▶ **Aim of the task**
In the entries below, find the line with "Coach wants every car behind" and the line with "Coach wants every dark suv"; give again those lines and every line between them, exactly.

▶ **Exercise material**
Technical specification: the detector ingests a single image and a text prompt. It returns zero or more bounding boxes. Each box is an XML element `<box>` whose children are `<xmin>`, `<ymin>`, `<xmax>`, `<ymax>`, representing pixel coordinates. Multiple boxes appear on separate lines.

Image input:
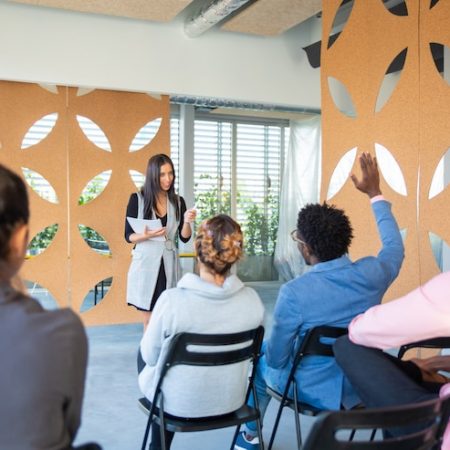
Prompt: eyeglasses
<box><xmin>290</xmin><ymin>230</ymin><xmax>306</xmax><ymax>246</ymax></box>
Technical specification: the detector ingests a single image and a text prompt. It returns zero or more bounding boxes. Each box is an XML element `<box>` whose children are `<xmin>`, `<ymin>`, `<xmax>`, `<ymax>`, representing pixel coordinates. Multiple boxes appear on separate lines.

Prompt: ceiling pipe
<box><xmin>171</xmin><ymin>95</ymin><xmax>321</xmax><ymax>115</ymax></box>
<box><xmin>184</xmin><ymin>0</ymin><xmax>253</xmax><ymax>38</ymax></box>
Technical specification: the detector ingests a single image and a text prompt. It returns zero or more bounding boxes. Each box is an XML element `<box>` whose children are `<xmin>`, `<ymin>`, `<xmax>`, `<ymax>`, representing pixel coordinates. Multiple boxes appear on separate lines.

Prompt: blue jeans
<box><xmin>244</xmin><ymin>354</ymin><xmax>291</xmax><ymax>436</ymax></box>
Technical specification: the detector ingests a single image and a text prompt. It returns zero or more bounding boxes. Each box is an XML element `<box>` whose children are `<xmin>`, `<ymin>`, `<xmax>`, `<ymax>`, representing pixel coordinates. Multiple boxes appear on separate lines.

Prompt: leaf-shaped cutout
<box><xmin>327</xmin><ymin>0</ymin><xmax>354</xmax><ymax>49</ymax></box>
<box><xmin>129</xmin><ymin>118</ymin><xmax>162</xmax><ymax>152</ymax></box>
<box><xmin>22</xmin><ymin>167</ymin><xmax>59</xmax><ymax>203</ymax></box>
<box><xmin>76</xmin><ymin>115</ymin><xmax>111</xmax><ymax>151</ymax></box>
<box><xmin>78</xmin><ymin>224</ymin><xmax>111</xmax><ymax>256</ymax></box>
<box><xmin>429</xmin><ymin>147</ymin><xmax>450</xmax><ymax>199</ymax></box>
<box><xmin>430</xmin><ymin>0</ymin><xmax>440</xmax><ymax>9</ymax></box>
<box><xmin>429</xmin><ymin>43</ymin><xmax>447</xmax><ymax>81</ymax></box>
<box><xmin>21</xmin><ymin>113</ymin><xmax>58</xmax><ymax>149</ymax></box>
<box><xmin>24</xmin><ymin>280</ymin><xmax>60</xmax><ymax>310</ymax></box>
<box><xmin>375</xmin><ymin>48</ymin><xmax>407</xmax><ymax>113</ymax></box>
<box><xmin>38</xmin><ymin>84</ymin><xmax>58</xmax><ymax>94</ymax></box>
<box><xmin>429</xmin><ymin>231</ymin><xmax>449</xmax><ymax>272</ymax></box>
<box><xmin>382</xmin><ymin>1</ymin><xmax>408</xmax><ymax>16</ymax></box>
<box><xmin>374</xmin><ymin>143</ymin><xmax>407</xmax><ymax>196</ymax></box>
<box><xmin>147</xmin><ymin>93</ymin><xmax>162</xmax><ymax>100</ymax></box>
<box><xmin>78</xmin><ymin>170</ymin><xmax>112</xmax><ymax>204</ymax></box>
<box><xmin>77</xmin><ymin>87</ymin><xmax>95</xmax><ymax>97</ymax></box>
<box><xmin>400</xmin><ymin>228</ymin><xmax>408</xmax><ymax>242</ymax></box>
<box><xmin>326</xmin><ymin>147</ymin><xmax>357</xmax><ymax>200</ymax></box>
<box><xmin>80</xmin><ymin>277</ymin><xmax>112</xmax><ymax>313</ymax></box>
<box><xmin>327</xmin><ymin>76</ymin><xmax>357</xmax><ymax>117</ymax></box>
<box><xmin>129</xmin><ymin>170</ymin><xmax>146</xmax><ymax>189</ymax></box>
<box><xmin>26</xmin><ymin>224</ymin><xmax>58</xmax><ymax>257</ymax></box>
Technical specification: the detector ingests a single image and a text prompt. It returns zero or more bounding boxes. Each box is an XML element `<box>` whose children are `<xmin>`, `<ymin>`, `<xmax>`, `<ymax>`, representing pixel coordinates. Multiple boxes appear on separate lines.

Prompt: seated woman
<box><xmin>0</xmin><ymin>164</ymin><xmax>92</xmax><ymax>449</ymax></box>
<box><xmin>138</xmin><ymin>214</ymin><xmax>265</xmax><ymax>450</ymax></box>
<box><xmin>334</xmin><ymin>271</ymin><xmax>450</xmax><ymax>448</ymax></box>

==

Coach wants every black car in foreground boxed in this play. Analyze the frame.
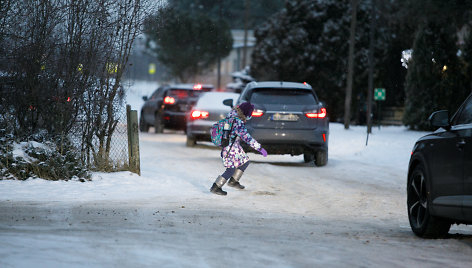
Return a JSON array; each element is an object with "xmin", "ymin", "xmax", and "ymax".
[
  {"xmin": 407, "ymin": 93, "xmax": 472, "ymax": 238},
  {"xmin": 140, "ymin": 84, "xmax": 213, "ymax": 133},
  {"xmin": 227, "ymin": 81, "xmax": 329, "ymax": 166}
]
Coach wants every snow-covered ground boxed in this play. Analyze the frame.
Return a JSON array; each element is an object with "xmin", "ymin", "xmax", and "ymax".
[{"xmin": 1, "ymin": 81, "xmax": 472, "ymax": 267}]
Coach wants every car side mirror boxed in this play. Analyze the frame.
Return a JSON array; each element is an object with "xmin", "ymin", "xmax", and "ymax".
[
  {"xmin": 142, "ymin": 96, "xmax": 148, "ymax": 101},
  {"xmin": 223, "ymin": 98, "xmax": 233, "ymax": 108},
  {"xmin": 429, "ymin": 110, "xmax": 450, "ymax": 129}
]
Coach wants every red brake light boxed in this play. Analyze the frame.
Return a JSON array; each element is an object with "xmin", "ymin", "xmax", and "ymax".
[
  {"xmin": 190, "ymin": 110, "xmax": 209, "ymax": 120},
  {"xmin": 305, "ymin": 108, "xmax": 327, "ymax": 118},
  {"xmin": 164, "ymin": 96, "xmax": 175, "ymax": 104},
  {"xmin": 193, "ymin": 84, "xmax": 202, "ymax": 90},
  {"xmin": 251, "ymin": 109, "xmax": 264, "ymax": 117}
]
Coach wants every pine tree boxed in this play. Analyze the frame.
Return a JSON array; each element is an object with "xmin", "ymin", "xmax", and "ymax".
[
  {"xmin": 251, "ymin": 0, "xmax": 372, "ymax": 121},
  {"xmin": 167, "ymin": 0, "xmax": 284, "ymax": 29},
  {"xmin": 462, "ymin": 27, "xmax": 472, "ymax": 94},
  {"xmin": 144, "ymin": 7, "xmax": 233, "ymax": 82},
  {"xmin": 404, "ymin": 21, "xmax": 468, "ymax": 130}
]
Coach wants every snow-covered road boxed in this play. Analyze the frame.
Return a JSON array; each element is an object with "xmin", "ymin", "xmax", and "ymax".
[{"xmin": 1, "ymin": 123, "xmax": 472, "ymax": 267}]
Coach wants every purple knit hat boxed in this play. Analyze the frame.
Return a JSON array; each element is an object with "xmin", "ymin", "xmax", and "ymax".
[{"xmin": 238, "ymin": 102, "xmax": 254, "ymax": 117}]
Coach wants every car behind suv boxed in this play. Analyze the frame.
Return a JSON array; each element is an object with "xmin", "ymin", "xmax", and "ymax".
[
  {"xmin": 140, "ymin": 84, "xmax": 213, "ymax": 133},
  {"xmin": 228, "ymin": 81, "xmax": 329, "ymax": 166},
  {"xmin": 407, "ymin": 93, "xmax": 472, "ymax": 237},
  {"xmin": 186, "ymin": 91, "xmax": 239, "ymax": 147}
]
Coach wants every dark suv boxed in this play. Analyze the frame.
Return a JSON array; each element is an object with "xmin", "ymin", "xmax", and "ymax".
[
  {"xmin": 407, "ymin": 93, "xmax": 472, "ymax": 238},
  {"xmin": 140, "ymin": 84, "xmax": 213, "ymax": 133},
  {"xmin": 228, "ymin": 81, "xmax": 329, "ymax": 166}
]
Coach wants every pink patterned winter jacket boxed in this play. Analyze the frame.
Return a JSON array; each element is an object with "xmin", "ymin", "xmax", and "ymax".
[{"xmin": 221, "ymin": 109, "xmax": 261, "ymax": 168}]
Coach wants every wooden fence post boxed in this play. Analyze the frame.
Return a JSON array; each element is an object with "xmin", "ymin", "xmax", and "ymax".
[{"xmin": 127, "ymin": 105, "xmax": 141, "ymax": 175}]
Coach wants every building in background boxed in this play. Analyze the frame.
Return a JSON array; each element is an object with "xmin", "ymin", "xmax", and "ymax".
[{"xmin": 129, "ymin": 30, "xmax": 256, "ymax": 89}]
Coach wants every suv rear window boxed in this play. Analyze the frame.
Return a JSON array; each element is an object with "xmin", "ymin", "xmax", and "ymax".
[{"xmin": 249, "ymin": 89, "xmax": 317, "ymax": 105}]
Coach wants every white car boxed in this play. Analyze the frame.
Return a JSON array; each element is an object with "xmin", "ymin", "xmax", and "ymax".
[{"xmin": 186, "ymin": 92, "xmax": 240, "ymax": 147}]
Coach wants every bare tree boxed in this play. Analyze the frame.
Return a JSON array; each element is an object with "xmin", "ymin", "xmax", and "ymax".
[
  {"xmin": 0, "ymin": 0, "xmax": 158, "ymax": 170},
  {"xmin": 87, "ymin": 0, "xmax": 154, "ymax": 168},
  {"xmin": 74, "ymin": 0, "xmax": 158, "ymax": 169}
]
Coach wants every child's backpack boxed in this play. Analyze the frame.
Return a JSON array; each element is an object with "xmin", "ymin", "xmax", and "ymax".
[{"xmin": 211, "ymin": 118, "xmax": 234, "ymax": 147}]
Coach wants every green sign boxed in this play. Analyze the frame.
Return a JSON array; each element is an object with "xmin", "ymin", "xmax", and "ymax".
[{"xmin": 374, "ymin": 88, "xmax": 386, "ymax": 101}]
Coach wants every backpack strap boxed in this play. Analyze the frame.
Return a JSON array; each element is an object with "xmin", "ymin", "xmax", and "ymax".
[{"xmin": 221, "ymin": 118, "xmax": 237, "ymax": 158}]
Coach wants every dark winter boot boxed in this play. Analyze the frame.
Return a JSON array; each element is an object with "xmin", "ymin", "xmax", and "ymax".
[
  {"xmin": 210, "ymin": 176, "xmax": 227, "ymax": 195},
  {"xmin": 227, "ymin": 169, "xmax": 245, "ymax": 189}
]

* * *

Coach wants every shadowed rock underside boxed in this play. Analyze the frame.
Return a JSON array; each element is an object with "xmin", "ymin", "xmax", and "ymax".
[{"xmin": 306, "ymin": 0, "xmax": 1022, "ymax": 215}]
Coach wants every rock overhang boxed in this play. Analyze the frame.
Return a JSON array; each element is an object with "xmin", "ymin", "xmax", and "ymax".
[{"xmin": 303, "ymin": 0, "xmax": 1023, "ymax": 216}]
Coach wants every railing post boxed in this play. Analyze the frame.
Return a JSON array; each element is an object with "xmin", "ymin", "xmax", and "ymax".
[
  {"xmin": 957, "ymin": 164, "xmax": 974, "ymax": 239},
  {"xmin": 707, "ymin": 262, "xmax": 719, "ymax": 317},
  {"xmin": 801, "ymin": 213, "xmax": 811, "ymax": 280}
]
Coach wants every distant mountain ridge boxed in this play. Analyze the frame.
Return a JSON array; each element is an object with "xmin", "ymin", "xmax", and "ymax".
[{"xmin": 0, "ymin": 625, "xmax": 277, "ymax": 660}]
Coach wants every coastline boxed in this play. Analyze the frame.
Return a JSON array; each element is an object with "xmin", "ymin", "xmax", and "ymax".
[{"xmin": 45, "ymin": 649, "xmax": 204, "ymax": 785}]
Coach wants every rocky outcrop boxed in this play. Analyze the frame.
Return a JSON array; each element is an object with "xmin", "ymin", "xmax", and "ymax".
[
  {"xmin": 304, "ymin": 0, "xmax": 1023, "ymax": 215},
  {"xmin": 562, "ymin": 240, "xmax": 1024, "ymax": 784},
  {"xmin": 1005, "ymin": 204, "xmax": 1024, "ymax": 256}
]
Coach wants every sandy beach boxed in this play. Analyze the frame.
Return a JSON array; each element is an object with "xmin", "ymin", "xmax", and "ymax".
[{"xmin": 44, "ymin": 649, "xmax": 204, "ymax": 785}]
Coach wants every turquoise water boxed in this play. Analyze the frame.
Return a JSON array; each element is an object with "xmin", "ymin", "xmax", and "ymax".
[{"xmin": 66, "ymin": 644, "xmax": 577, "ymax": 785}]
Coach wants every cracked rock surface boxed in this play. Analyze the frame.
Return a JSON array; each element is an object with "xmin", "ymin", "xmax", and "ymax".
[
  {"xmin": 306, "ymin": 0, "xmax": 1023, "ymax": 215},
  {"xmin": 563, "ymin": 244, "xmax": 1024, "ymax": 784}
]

▶ **Output of the task**
Coach wants every car behind suv boxed in this play. Analyze the frame.
Return a JSON array; each element is an object with "xmin", "ymin", "xmax", and "ymax".
[
  {"xmin": 140, "ymin": 84, "xmax": 213, "ymax": 133},
  {"xmin": 228, "ymin": 81, "xmax": 329, "ymax": 166},
  {"xmin": 407, "ymin": 93, "xmax": 472, "ymax": 237},
  {"xmin": 186, "ymin": 91, "xmax": 239, "ymax": 147}
]
Coach wants every dark suv boxed in this play. Analyze the frame.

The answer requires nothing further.